◆ **ЗАДАНИЕ A**
Сколько лет из 50, предшествовавших Великой депрессии, экономика испытывала спад, согласно тексту о цикле деловой активности?
◆ **ЗАДАНИЕ B**
Продолжите текст о цикле деловой активности, начав сразу после его последнего предложения.

◆ **ФРАГМЕНТ ТЕКСТА**
---------------

Мы еще не подчинили себе цикл деловой активности (приливы и отливы, периодически приводящие к спадам экономики). Мы в лучшем случае укротили этот цикл. Из 50 лет, предшествовавших Великой депрессии, экономика испытывала спад примерно 25 лет. После Великой депрессии экономика переживала спады в течение менее 20 % времени [177]. Мы обрели лучшее понимание налоговой и монетарной политики, вследствие чего экономика стала развиваться более плавно.
И все-таки есть множество причин для того, чтобы проявлять смирение. Даже теперь мы не вполне понимаем Великую депрессию. Как могло случиться, что зрелая и эффективная экономика двинулась вспять, потеряв около 30 % своих производственных мощностей и лишив каждого четвертого американца работы? Японская экономика, это чудо 1980-х годов, упрямо противится традиционным мерам монетарного и налогового регулирования, тем самым вызывая то, что «Wall Street Journal» назвал «одной из величайших экономических дискуссий столетия» [178]. Может ли нечто подобное произойти в США? Не исключено.

---------------

◆ **ФРАГМЕНТЫ НАБОРА ЗАПИСЕЙ**

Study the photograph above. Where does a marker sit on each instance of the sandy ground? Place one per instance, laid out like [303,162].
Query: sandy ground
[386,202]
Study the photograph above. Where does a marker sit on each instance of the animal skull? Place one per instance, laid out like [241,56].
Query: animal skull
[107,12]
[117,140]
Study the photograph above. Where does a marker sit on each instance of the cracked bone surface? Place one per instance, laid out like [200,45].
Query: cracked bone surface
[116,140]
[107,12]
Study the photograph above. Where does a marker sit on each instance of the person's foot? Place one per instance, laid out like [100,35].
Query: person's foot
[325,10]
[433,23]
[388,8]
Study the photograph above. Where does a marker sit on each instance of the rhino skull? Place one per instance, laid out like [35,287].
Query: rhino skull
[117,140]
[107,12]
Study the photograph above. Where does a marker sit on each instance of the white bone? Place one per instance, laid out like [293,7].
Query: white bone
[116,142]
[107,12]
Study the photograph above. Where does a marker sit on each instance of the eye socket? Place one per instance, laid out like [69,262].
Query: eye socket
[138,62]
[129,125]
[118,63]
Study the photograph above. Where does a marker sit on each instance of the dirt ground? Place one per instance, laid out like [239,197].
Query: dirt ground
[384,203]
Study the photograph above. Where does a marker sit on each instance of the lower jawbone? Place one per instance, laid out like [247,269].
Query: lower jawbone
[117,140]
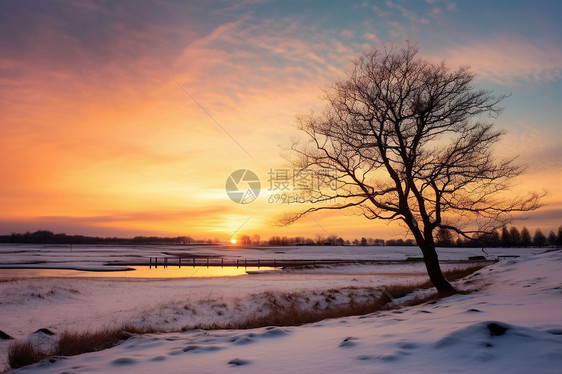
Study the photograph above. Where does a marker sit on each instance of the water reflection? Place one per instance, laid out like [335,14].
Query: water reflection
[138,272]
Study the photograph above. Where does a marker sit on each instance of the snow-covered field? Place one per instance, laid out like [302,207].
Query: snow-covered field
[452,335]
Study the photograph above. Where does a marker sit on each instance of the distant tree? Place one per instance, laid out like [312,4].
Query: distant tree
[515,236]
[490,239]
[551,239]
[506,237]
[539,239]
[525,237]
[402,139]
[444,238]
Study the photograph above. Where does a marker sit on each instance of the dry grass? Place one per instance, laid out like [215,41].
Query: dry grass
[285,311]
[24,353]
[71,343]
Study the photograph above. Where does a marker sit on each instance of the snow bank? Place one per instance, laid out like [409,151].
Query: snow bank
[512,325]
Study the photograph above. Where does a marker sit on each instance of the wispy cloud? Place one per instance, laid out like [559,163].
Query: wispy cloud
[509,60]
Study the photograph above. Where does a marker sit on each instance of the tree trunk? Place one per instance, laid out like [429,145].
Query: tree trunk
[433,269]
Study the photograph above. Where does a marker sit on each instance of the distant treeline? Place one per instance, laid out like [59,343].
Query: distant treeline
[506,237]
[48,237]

---------------

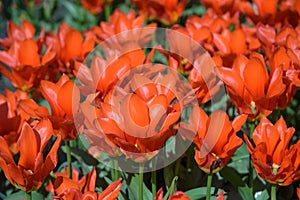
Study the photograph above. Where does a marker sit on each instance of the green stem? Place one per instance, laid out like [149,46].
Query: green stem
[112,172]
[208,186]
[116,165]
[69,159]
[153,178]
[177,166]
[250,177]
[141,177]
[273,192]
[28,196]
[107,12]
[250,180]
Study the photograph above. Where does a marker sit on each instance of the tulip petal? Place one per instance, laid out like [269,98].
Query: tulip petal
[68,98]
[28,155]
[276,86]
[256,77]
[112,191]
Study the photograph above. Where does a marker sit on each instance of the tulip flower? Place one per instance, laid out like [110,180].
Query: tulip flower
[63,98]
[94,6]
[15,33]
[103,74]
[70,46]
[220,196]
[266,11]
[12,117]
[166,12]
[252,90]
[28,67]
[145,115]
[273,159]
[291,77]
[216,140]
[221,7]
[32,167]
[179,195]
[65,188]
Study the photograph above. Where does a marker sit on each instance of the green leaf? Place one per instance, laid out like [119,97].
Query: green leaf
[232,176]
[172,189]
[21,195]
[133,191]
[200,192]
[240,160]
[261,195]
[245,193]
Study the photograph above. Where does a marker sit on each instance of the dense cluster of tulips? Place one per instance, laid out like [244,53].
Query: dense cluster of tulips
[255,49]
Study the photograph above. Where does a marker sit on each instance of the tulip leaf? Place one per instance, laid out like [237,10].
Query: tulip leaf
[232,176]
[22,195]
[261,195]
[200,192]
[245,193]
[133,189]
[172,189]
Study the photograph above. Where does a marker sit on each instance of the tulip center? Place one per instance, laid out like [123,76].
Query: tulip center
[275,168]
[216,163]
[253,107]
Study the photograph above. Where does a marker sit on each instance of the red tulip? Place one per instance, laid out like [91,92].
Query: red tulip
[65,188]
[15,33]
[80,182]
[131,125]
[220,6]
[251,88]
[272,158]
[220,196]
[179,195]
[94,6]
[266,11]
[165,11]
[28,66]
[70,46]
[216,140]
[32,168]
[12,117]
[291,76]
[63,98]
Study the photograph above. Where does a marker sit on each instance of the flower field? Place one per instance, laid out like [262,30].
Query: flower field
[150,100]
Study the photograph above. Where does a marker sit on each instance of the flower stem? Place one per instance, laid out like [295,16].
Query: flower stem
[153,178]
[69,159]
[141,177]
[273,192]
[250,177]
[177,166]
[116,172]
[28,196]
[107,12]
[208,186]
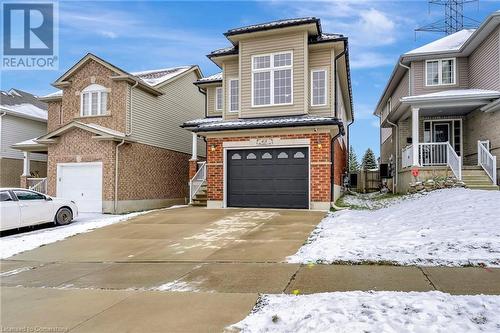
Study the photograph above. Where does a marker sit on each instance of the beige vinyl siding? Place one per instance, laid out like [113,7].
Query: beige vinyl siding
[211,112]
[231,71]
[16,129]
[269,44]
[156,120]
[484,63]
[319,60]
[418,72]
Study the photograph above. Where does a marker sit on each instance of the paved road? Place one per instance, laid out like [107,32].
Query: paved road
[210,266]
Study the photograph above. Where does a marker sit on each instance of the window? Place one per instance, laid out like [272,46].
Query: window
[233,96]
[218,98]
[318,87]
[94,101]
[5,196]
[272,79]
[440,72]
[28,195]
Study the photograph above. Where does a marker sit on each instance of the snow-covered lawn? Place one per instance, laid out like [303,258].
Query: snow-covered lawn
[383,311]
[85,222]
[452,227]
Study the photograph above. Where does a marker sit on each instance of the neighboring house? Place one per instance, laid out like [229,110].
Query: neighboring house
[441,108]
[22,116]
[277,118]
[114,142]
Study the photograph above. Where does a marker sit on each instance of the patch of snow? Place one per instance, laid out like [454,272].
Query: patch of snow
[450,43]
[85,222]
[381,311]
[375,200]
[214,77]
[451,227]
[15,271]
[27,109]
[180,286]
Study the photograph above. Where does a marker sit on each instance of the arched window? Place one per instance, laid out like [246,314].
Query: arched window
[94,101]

---------------

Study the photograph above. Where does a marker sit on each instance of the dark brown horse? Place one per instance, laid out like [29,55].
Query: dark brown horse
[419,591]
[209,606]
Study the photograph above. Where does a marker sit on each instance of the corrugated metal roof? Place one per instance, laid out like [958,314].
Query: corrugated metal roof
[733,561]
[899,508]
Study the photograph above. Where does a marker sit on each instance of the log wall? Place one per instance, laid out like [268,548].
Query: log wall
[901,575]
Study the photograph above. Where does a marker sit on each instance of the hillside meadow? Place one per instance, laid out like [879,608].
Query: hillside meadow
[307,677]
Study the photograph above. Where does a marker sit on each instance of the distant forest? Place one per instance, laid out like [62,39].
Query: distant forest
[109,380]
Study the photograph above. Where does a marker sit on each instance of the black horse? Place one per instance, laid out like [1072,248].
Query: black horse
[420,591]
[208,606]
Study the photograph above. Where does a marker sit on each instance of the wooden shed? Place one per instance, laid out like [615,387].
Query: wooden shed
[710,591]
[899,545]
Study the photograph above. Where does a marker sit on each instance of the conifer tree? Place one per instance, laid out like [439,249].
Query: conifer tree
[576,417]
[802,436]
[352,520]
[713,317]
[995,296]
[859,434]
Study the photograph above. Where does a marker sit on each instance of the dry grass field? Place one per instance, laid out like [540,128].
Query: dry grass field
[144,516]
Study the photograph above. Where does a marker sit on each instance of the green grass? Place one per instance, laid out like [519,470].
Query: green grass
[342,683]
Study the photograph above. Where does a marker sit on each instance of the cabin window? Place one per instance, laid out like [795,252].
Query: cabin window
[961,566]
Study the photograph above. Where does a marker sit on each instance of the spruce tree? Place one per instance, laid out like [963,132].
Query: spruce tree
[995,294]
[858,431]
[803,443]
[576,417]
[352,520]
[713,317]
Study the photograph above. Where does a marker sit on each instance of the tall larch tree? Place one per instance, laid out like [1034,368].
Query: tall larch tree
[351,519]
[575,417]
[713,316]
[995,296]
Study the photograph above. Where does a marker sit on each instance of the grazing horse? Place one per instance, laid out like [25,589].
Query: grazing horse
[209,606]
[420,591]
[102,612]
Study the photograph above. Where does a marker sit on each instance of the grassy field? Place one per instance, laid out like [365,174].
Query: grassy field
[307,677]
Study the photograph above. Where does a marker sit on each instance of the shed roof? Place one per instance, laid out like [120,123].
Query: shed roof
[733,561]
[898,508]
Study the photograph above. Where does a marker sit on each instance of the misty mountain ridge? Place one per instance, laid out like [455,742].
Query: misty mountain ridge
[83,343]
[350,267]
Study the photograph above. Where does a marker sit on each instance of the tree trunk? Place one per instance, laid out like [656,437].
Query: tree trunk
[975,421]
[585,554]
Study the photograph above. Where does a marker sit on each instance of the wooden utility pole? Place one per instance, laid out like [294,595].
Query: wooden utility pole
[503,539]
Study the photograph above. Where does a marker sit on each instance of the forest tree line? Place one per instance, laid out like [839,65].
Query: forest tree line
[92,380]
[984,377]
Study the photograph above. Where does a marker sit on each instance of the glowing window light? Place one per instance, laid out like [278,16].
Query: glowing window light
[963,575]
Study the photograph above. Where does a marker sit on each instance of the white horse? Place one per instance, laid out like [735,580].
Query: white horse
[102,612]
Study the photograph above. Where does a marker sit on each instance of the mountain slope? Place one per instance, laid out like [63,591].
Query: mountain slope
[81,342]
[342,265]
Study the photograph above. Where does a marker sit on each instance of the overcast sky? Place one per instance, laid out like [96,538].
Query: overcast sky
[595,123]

---------------

◆ **ОТВЕТ К ЗАДАНИЮ A**
Примерно 25 лет.

◆ **ОТВЕТ К ЗАДАНИЮ B**
Будет ли через 50 лет понятие «африканские тигры» означать заповедник или историю стремительного развития? Найдите ребенка, скажем, восьми-девяти лет от роду, и попытайтесь объяснить ему, почему значительная часть мира живет хорошо, даже роскошно, тогда как в иных частях планеты миллионы людей умирают от голода, а миллиарды других едва-едва избегают голодной смерти. В какой-то момент ваши объяснения начнут выглядеть неубедительными и неадекватными. Очевидно, что у нас нет магического средства, обеспечивающего экономическое развитие. Нет у нас и средства, исцеляющего от рака, однако мы не сдаемся. Будет ли мир в 2050 г. гораздо менее бедным, чем сейчас? Не факт. Мы можем представить себе восточно-азиатский сценарий, по которому страны преображаются за какие-то десятилетия. А можем представить и сценарий Африки южнее Сахары, где страны от десятилетия к десятилетию влачат унылое существование без сколько-нибудь заметного экономического роста. Один сценарий выведет миллиарды людей из нищеты и несчастья, а другой никого и никуда не выведет.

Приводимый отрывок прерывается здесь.